## begin READING PASSAGE
Throughout history, during meetings between Aboriginal and non-Aboriginal people, some Aboriginal leaders requested education for their communities. They wanted to understand and integrate the aspects of western culture they felt were important. Regrettably, they could not have foreseen the eventual outcome.
Beginning in the mid-19th century, the government and religious orders reasoned that Aboriginal adults would not willingly give up their so-called "heathen" ceremonies, way of life, and languages. Consequently, assimilation would have to take place through the indoctrination of Aboriginal children. To accomplish this, children were often transferred from their homes and communities to residential schools on reserves and off reserves. Photographs were used to portray the schools as positive vehicles for converting a tribal people from "savages" to "civilized members" of Canadian society.
## end READING PASSAGE
- [TASKS]
1. In the listing, copy the lines verbatim, starting at the line containing "Draw the outline of every instance of the cymbal." and ending after the line containing "[[[329,236],[329,227],[314,218],[279,218],[275,226],[294,236]]]".
2. Write the next part of the passage on residential schools for Aboriginal children, picking up after its final sentence.
## begin PROVIDED INFORMATION
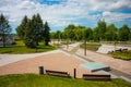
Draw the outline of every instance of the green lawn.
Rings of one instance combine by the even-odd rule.
[[[122,79],[98,82],[48,75],[23,74],[0,76],[0,87],[131,87],[131,84]]]
[[[122,60],[131,60],[131,50],[122,51],[122,52],[111,52],[110,53],[116,59],[122,59]]]
[[[85,45],[82,44],[80,47],[85,48]],[[96,51],[100,47],[100,45],[91,42],[91,44],[86,44],[86,47],[87,47],[87,50]]]
[[[39,44],[37,49],[31,49],[24,46],[23,41],[16,41],[14,46],[0,48],[0,53],[35,53],[37,52],[46,52],[50,50],[55,50],[52,46],[44,46],[44,44]]]

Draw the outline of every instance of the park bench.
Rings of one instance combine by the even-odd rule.
[[[46,74],[47,75],[55,75],[55,76],[70,77],[70,74],[68,72],[60,72],[60,71],[46,70]]]
[[[83,74],[83,78],[87,80],[110,80],[110,75]]]

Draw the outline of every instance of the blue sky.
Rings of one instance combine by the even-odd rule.
[[[98,20],[119,28],[131,28],[131,0],[0,0],[3,13],[15,33],[24,15],[39,13],[51,32],[63,30],[69,24],[96,27]]]

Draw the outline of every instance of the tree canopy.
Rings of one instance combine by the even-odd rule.
[[[3,14],[0,14],[0,37],[2,37],[3,47],[5,47],[7,36],[11,33],[9,21]]]
[[[32,18],[25,15],[16,27],[16,32],[25,46],[29,48],[36,48],[40,40],[44,40],[45,45],[50,41],[48,23],[44,24],[39,14],[33,15]]]

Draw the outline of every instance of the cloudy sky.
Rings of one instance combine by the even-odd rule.
[[[36,13],[49,23],[51,32],[69,24],[95,27],[103,18],[117,27],[131,27],[131,0],[0,0],[0,13],[8,17],[13,33],[24,15]]]

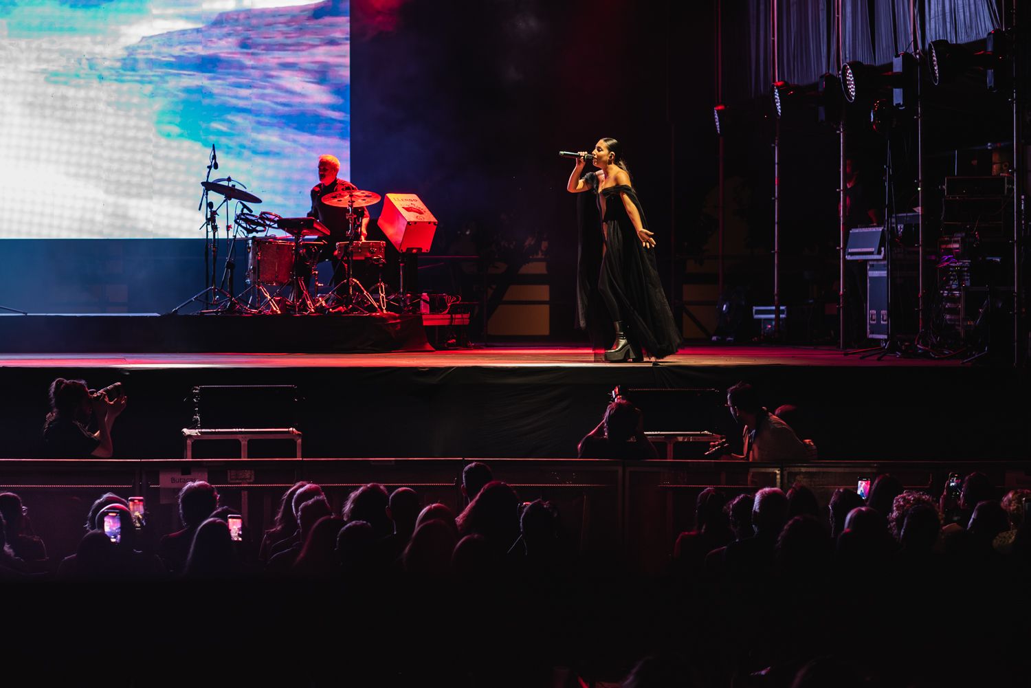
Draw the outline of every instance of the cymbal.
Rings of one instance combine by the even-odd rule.
[[[329,236],[329,227],[314,218],[279,218],[275,226],[294,236]]]
[[[351,201],[354,199],[355,207],[363,207],[365,205],[378,203],[380,198],[383,198],[383,196],[371,191],[348,189],[347,191],[334,191],[331,194],[326,194],[322,197],[322,202],[326,205],[347,206],[352,205]]]
[[[225,184],[215,184],[214,182],[201,182],[200,186],[204,187],[208,191],[213,191],[219,195],[225,196],[226,198],[243,201],[244,203],[261,203],[260,198],[254,194],[243,191],[242,189],[237,189],[236,187],[226,186]]]

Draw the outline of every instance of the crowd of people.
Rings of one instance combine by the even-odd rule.
[[[274,590],[287,582],[373,597],[386,586],[409,602],[454,595],[485,633],[506,615],[520,628],[517,645],[490,652],[489,635],[463,638],[486,652],[479,674],[461,665],[466,679],[479,677],[468,685],[949,685],[986,667],[934,664],[942,648],[988,643],[1005,659],[1020,643],[1010,632],[1024,625],[1031,490],[995,491],[980,472],[938,498],[891,474],[865,499],[842,488],[827,504],[801,484],[755,494],[706,488],[694,528],[671,544],[669,575],[646,585],[623,578],[617,562],[589,569],[555,504],[521,501],[480,462],[463,472],[458,513],[376,483],[334,506],[321,486],[299,482],[279,499],[272,527],[253,537],[234,538],[234,511],[203,481],[181,489],[181,527],[160,536],[145,514],[106,493],[89,510],[75,554],[59,562],[47,562],[22,500],[6,492],[0,576],[8,585],[179,580]],[[991,625],[996,610],[1018,623]],[[937,633],[939,622],[955,635]],[[516,647],[525,653],[520,667],[494,676]],[[443,675],[458,670],[445,663]]]

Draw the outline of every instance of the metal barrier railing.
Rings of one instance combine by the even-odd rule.
[[[666,565],[676,535],[693,527],[695,499],[706,487],[728,497],[762,487],[787,490],[796,481],[821,503],[839,487],[855,489],[860,477],[884,472],[937,496],[951,472],[977,469],[1000,488],[1031,487],[1031,461],[820,461],[757,464],[723,460],[616,461],[595,459],[195,459],[0,460],[0,490],[19,493],[52,557],[74,552],[90,504],[106,491],[143,496],[155,532],[177,529],[176,495],[191,480],[206,480],[222,502],[244,516],[252,537],[271,527],[282,493],[300,480],[319,483],[334,511],[357,487],[381,483],[413,487],[424,503],[440,501],[458,514],[463,467],[488,463],[520,499],[558,504],[570,542],[581,554],[614,557],[642,572]],[[71,524],[69,526],[69,524]]]

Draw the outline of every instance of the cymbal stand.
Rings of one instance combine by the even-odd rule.
[[[307,280],[301,279],[301,239],[303,236],[297,234],[294,236],[294,269],[292,279],[290,281],[290,300],[288,304],[291,306],[293,313],[301,313],[301,306],[303,305],[304,313],[314,313],[315,304],[311,301],[311,294],[308,293],[308,286],[306,284]]]
[[[205,258],[204,270],[205,270],[205,272],[208,269],[207,256],[208,256],[209,252],[210,252],[210,256],[211,256],[211,265],[210,265],[210,267],[211,267],[211,282],[207,286],[205,286],[204,289],[200,290],[199,292],[197,292],[196,294],[194,294],[193,296],[191,296],[190,298],[188,298],[186,301],[184,301],[182,303],[178,304],[177,306],[175,306],[174,308],[172,308],[171,310],[169,310],[168,315],[170,315],[170,316],[171,315],[175,315],[176,313],[179,312],[180,308],[182,308],[182,306],[185,306],[185,305],[187,305],[189,303],[193,303],[194,301],[202,301],[205,306],[211,306],[211,307],[209,307],[209,308],[207,308],[205,310],[200,310],[199,313],[204,313],[204,314],[207,314],[207,313],[217,313],[217,312],[221,310],[224,307],[219,302],[220,297],[223,298],[223,299],[226,299],[226,302],[228,302],[229,304],[232,304],[232,305],[234,305],[236,307],[240,307],[241,306],[241,304],[239,303],[239,301],[236,300],[236,297],[234,297],[232,294],[230,294],[229,292],[225,291],[221,287],[215,287],[215,282],[214,282],[215,279],[217,279],[215,270],[218,270],[218,264],[219,264],[219,261],[218,261],[218,258],[219,258],[219,210],[222,209],[223,205],[226,206],[226,232],[228,233],[229,232],[229,199],[228,198],[224,198],[222,200],[222,203],[219,204],[219,207],[213,207],[213,203],[211,203],[211,201],[205,201],[206,198],[207,198],[207,190],[205,189],[204,190],[204,195],[201,198],[201,207],[203,207],[204,203],[206,202],[207,203],[207,214],[206,214],[206,216],[204,218],[204,224],[202,224],[200,227],[198,227],[198,229],[200,229],[201,227],[206,228],[205,229],[205,236],[207,236],[209,234],[210,237],[211,237],[211,242],[207,247],[205,247],[205,251],[204,251],[204,258]],[[227,248],[229,245],[228,234],[227,234],[227,237],[226,237],[226,245],[227,245]],[[230,261],[231,261],[231,255],[227,256],[227,262],[230,262]],[[208,300],[208,295],[210,295],[210,300]],[[203,297],[203,300],[202,300],[202,297]]]
[[[361,290],[361,295],[363,297],[365,297],[365,299],[375,309],[375,312],[377,312],[377,313],[386,313],[387,312],[387,304],[385,302],[386,301],[385,291],[386,291],[386,287],[387,286],[383,282],[383,270],[380,269],[379,282],[373,287],[373,289],[376,289],[379,292],[378,293],[378,298],[373,298],[372,295],[369,294],[369,292],[362,285],[362,283],[359,282],[354,276],[355,275],[355,270],[354,270],[354,268],[355,268],[355,241],[358,240],[358,239],[360,239],[361,236],[362,236],[361,221],[358,219],[357,215],[355,214],[355,204],[354,203],[355,203],[354,199],[351,199],[351,201],[347,203],[347,214],[346,214],[347,215],[347,249],[346,249],[346,251],[344,253],[344,256],[343,256],[344,260],[342,261],[343,262],[344,271],[346,272],[346,277],[345,277],[343,284],[338,284],[336,287],[333,288],[333,290],[331,292],[329,292],[328,294],[326,294],[325,296],[323,296],[322,298],[320,298],[319,299],[319,305],[323,306],[323,307],[329,307],[329,305],[330,305],[330,299],[340,298],[340,294],[338,294],[337,292],[339,292],[344,286],[346,286],[347,287],[347,293],[346,293],[346,296],[343,297],[344,301],[343,301],[342,309],[345,313],[350,313],[352,310],[357,309],[357,310],[360,310],[363,314],[368,314],[369,313],[368,310],[366,310],[362,306],[358,305],[358,303],[356,302],[356,298],[355,298],[355,285],[358,285],[358,288]],[[380,265],[380,268],[381,268],[381,265]]]
[[[373,300],[380,313],[387,313],[387,284],[384,282],[384,264],[386,262],[385,260],[375,261],[376,267],[379,268],[379,273],[376,284],[372,285],[372,289],[376,294]]]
## end PROVIDED INFORMATION
- [THE ANSWERS]
1.
Draw the outline of every instance of the cymbal.
Rings of one instance combine by the even-odd rule.
[[[329,236],[329,227],[314,218],[279,218],[275,226],[294,236]]]

2.
Sessional Papers, Report by Hayter Reed, Deputy Superintendent General of Indian Affairs, vol. XXXI, no. 1, 1897, Emancipation from Superstitions, p. xxxii: "The year just passed has shown the department that the sun dance has become an Indian ceremony almost, if not quite, of the past. For a long time the department's policy has been in the direction of suppressing it by moral suasion, and step by step, it has been robbed of its most revolting ceremonies, so that in the end it has afforded little attraction to a great proportion of the Indian population. So long as it remained a prominent performance, so long did it keep burning those superstitions which it was sought to eradicate".